(Directions) Gather every line in the records that contains the string "Answer", matching uppercase and lowercase letters exactly.

(Exercise input)

═══

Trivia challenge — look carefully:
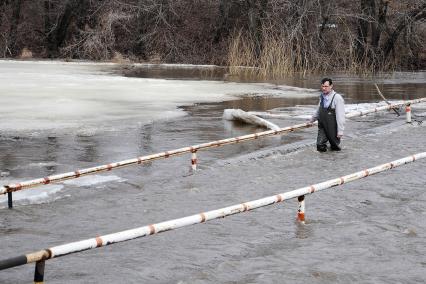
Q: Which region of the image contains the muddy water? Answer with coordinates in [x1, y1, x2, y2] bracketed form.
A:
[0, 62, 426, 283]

═══

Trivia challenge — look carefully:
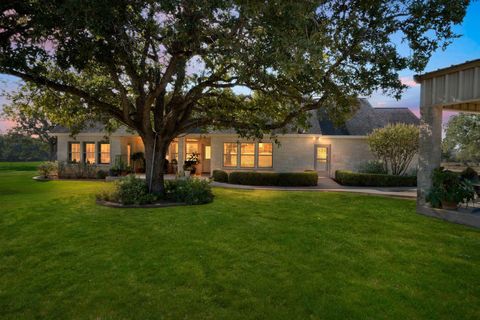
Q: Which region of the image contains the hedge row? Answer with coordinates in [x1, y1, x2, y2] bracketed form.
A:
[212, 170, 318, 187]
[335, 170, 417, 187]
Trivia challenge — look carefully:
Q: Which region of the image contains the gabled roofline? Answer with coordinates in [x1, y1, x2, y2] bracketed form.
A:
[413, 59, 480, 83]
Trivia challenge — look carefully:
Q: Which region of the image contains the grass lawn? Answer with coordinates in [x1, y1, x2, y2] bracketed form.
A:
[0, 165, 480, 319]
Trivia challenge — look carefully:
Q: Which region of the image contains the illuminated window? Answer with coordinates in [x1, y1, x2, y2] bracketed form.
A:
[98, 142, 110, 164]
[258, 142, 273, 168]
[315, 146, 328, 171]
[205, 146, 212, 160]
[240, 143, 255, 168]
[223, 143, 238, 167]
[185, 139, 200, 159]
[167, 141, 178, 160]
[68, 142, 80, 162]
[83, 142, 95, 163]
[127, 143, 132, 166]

═══

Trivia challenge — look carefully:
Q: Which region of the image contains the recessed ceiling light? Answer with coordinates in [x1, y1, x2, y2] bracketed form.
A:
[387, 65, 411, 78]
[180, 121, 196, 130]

═══

(Expected output)
Q: Which region of the image contains the muddy water? Answer with coordinates in [x1, y1, x2, y2] bracketed form.
Q: Which region of the image contains the hedge row? Answer with coordinates in [x1, y1, x2, y2] bracketed form.
Q: Which region of the image contains the gabled roofline? Answer with coordinates in [x1, y1, x2, y2] bracketed form.
Q: Which region of the image contains the grass lawn? Answer with coordinates in [x1, y1, x2, y2] bracketed form.
Q: Which region of the image contains the illuminated window? Answer with coordinates in [x1, y1, x2, y2] bracketed form.
Q: Which region of the image contains the recessed ceiling light? Answer with coordinates in [x1, y1, x2, y2] bracketed form.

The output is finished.